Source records
· · · · ·
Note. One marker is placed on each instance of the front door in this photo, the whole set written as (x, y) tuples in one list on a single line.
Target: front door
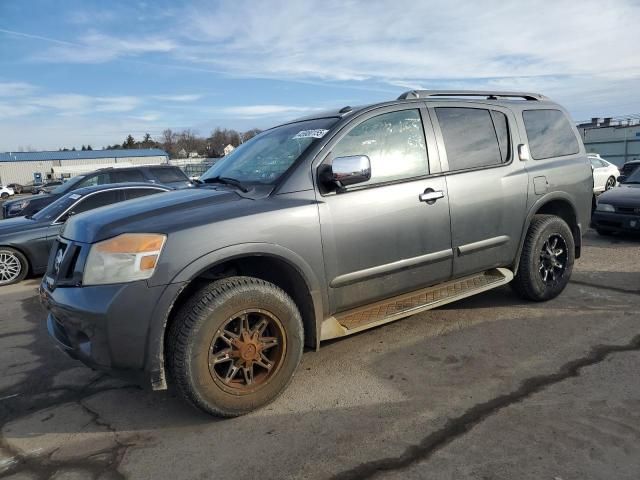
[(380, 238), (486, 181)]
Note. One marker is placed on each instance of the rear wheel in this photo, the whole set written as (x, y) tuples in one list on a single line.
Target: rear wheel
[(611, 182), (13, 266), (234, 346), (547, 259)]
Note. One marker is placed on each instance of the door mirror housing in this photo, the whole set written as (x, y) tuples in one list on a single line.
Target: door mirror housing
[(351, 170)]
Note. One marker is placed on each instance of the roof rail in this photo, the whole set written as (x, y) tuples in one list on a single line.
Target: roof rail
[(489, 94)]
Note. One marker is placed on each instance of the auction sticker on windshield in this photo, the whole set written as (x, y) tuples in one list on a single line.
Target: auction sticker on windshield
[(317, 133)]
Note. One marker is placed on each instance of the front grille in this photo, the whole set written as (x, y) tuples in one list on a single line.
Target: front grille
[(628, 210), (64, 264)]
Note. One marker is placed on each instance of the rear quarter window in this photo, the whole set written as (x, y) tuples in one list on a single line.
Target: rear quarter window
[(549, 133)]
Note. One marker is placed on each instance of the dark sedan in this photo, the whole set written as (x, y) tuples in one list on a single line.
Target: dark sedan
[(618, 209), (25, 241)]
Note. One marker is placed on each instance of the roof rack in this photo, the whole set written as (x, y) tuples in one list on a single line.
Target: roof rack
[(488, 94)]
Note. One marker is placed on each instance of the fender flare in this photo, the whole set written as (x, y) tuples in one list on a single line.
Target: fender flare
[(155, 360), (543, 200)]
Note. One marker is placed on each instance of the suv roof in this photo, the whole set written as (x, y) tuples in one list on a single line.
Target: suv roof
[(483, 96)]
· · · · ·
### SHORT TASK
Rescale everything from the start of the entries down through the line containing "[(628, 210), (64, 264)]", writing every line out again with the requests included and multiplying each x and y coordinate in the answer lists by 0.6, rounded to whole numbers with halves going up. Leave the pictures out.

### TASK RESPONSE
Note. One marker is placed on each instance of the front door in this photo, the whole set written as (x, y) tuples in one list on a single line.
Target: front door
[(228, 143), (292, 109)]
Note. One marker is placed on each instance of the rear wheel in this photo, the whole set written as (x, y) tuples in one list on a single line.
Target: rear wheel
[(367, 109), (8, 160), (140, 208), (328, 155)]
Note. One marker is placed on each instance of the door mirror housing in this photo, the whole set written as (x, y) tuples in one list on a single line.
Target: door mirror housing
[(211, 102)]
Note. One marker is placed on each instance of the roof rail in this photo, the whole set written as (x, y) tuples in one list on a single line.
Target: roof rail
[(293, 56)]
Note. One marker is placed on each instance of the auction sticker on windshield in this photo, the whole set written as (x, y) tuples in one list on a single line.
Target: auction sticker on windshield
[(190, 80)]
Note. One marker is placed on each instance of the front grille in this photo, the whole set written as (x, y) tuples in one list on a single line.
Target: front grille
[(377, 126), (38, 158)]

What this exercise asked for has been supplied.